08 Julho 2015
De pé, em meio a um milhão de pessoas reunidas num parque em comemoração ao grito de independência e autodeterminação dado há 200 na América do Sul, o Papa Francisco pediu, nessa terça-feira (7), a união entre os povos da região e pela rejeição de todas as formas de autoritarismo.
Com palavras contundentes dirigidas diretamente ao povo deste subcontinente durante uma missa a céu aberto, o papa relacionou a proclamação cristã da fé com a luta centenária dos equatorianos para acabar com a exploração dos recursos naturais e deles próprios.
A reportagem é de Joshua J. McElwee, publicada por National Catholic Reporter, 07-07-2015. A tradução é de Isaque Gomes Correa.
Em uma homilia centrada na intensa oração que Jesus fez a Deus na noite antes de sua morte – quando orou pela unidade dos seus discípulos e de todos os que eles iriam evangelizar –, o papa convidou os presentes a se unirem nesta oração cristã e a continuarem na luta pela liberdade da América Latina.
“Imagino aquele sussurro de Jesus durante a Última Ceia como um grito nesta Missa”, disse Francisco, mencionando que a celebração estava sendo realizada em um parque em comemoração à Declaração de Independência do Equador, feita em 1809, a primeira do continente na era colonial.
Esta Declaração, disse o papa, “foi um grito, nascido da consciência da falta de liberdade, de estar a ser espremidos e saqueados”.
“Eu gostaria que hoje os dois gritos coincidissem sob o belo desafio da evangelização”, prosseguiu o Papa. “Não a partir de palavras altissonantes, nem com termos complicados, mas que nasça da ‘alegria do Evangelho’”.
“Aqui reunidos à volta da mesa com Jesus, somos um grito, um clamor nascido da convicção de que a sua presença nos impele para a unidade”, disse Francisco.
Com base na noção cristã de unidade na diversidade, o papa disse que a fé “afasta-nos da tentação de propostas unicistas, mais parecidas a ditaduras, a ideologias ou a sectarismos”.
“A proposta de Jesus é concreta: é concreta. Não feita de ideias”, disse ele em seguida à multidão, acrescentando ao seu texto preparado. “É concreta!”, continuou o pontífice, fazendo referência à parábola do Bom Samaritano, onde Jesus diz simplesmente: “Ide e fazei o mesmo”.

_ _ _ _ _

## Conjunto de tarefas
A: Repita, sem alterar nada, todo o trecho do texto sobre a missa do Papa Francisco no Equador que vai de "08 Julho 2015" até "formas de autoritarismo.".
B: Dê continuidade ao texto sobre a missa do Papa Francisco no Equador a partir da última frase apresentada.

_ _ _ _ _

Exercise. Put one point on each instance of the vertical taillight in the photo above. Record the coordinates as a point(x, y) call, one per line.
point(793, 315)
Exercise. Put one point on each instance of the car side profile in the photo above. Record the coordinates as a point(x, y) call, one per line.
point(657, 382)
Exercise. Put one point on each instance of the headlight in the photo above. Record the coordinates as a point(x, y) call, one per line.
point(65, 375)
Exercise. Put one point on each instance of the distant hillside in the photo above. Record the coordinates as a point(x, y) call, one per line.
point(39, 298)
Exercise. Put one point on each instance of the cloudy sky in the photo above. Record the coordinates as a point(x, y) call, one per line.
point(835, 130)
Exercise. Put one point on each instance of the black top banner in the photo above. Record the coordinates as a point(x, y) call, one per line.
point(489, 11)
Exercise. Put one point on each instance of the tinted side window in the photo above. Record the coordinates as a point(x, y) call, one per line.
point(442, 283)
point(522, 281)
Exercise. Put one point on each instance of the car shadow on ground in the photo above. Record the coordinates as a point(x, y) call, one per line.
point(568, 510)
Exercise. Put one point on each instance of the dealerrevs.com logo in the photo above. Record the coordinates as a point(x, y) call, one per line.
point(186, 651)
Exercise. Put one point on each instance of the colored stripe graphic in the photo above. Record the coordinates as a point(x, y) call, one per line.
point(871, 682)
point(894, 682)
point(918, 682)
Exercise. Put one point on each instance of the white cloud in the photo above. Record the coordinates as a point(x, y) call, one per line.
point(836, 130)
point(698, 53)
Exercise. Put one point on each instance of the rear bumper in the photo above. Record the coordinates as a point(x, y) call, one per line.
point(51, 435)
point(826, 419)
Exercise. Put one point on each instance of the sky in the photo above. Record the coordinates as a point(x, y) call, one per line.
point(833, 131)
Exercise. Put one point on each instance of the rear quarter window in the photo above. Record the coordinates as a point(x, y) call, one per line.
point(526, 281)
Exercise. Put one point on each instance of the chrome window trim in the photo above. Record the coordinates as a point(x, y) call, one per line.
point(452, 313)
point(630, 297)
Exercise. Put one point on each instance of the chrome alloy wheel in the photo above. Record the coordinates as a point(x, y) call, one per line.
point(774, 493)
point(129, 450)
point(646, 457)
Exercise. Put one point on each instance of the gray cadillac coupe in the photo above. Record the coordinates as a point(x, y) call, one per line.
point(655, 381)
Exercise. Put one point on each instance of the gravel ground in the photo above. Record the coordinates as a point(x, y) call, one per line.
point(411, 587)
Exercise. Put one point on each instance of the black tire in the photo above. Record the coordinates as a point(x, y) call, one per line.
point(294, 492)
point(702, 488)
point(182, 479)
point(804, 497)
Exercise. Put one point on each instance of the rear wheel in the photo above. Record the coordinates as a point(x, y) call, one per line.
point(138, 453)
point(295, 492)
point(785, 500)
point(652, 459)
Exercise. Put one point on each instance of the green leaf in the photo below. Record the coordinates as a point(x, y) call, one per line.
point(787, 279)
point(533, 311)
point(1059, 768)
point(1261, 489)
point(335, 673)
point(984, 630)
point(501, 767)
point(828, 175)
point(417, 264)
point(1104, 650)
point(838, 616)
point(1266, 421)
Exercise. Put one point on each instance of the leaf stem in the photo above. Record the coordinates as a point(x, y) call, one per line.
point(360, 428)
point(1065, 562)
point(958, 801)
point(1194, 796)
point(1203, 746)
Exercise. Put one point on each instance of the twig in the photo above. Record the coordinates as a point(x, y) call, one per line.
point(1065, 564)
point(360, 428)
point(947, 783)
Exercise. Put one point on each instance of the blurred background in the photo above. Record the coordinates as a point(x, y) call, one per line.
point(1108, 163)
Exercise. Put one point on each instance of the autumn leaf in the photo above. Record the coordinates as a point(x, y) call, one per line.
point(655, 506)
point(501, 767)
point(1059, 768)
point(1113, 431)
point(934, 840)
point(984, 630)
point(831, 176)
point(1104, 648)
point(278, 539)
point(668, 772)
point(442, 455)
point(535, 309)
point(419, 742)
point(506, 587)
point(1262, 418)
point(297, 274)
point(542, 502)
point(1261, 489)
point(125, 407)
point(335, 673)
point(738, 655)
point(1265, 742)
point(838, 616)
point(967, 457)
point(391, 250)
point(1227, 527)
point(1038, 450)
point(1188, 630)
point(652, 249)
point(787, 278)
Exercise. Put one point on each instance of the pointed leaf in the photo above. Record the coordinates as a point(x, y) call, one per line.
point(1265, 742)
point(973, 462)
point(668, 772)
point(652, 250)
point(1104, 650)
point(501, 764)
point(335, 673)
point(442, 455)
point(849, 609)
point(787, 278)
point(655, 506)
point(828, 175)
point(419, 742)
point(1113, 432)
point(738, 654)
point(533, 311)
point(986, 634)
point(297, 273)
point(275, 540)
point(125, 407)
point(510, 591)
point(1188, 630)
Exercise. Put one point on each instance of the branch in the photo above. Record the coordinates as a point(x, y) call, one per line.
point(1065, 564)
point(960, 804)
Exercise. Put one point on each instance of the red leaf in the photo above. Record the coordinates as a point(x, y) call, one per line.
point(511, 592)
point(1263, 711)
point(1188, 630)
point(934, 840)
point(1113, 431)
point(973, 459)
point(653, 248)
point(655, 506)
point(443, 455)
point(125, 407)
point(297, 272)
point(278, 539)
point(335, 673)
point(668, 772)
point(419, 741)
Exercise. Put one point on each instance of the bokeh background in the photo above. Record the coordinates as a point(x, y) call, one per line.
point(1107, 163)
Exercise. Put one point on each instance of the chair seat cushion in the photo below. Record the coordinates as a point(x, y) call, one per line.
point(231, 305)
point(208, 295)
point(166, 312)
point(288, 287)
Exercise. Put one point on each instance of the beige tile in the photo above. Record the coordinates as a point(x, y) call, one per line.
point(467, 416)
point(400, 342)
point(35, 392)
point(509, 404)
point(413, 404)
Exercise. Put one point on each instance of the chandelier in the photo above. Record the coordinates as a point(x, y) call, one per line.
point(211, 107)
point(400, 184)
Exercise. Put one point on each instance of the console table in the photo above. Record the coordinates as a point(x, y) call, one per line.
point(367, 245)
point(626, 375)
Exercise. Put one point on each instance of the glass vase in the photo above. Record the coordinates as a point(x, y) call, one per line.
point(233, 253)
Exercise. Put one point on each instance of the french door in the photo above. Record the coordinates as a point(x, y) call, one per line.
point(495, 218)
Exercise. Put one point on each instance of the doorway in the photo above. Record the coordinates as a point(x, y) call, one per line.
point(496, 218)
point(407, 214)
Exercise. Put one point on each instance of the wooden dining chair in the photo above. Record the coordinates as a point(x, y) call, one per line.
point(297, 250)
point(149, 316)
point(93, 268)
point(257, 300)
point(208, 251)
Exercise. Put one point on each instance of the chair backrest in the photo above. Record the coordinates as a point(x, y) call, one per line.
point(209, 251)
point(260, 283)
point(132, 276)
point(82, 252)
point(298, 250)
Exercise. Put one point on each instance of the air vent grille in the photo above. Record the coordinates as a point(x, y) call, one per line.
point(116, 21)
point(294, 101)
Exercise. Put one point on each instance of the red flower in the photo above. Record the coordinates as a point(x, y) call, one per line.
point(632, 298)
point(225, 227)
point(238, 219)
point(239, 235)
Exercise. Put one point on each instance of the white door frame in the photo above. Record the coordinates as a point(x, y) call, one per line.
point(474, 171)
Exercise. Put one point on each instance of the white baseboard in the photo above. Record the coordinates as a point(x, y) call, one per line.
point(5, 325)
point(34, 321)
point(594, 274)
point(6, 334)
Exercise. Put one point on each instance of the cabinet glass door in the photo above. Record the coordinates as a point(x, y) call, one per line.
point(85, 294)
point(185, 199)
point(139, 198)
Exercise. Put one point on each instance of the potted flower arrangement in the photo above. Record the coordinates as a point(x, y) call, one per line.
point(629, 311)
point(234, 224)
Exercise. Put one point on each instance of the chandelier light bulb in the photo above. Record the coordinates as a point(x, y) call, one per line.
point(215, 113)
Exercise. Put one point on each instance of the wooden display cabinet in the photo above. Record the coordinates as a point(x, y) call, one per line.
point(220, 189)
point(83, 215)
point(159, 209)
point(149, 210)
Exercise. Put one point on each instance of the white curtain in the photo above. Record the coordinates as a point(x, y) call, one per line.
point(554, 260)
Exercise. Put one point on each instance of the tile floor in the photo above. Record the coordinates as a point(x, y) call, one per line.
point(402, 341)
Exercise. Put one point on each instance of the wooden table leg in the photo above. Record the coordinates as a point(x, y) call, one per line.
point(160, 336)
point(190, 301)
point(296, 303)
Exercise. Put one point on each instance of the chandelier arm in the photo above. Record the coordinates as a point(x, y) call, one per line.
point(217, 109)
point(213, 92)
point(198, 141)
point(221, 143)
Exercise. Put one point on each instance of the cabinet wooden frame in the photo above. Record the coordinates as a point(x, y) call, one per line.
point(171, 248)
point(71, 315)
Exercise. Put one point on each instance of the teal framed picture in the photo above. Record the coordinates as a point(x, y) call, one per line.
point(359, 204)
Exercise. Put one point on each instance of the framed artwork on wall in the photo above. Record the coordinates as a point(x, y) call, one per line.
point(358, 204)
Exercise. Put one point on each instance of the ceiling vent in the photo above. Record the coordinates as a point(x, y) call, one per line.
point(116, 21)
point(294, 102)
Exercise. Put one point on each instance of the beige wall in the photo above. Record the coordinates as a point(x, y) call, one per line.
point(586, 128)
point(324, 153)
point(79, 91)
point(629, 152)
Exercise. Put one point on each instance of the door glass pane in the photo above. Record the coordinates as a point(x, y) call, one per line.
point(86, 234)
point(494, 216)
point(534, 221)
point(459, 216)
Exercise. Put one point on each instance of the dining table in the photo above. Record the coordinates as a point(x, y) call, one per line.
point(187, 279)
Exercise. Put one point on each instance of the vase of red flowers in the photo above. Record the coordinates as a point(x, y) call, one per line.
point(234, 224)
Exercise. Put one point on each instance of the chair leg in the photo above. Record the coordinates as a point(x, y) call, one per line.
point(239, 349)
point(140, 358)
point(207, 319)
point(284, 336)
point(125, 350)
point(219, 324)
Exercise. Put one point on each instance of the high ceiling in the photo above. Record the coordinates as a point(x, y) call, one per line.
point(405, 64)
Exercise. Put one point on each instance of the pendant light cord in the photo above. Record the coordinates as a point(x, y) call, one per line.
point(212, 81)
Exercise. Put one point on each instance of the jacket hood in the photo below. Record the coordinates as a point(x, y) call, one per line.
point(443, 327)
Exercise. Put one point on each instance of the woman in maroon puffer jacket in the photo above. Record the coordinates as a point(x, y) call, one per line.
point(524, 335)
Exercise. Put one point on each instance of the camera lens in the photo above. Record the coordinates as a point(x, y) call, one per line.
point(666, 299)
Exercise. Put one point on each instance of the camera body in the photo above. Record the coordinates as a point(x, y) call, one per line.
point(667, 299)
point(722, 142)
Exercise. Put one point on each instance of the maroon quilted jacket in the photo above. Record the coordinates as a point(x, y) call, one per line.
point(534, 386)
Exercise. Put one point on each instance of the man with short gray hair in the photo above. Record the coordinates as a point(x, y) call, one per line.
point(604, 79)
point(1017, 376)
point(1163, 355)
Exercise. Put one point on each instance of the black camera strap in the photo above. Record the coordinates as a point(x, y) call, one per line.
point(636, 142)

_ _ _ _ _

## Respostas por tarefa
A:
08 Julho 2015
De pé, em meio a um milhão de pessoas reunidas num parque em comemoração ao grito de independência e autodeterminação dado há 200 na América do Sul, o Papa Francisco pediu, nessa terça-feira (7), a união entre os povos da região e pela rejeição de todas as formas de autoritarismo.

B:
Estas palavras de Francisco podem ser interpretadas com um significado especial por alguns no Equador, que levantaram preocupações sobre o governo do presidente Rafael Correa, o qual, dizem eles, tem atuado nos últimos anos de forma autoritária.
Nos dias antes da chegada do papa ao país no domingo, milhares de equatorianos foram às ruas para protestar contra o governo. Eles se reuniram durante a noite para permitir às pessoas que se juntassem à manifestação depois do horário de trabalho, quando bloqueavam ruas e pediam por mudança.
O papa falou na nessa terça-feira (7) no Parque Bicentenário de Quito, onde uma multidão se reuniu para participar de sua segunda missa ao ar livre nesta sua viagem de três dias ao Equador. Muitos passaram a noite no parque, resistindo à chuva e ao frio por uma oportunidade de ver o papa.
Alguns também vieram de países vizinhos, com inúmeras pessoas vindo da Colômbia especialmente para a oportunidade.
Francisco está visitando o Equador como parte de uma viagem que contará também com uma ida à Bolívia na quarta-feira antes de seguir para o Paraguai, na sexta-feira.
O papa também celebrou uma missa para cerca de 1 milhão de pessoas na segunda-feira em Guayaquil, cidade portuária do Equador a cerca de 400 km ao sudoeste de Quito.
As declarações do papa dessa terça-feira estiveram permeadas por um convite a um grito unificado, tanto pela independência regional quanto por um estilo de vida cristão, em que se doa si mesmo livremente.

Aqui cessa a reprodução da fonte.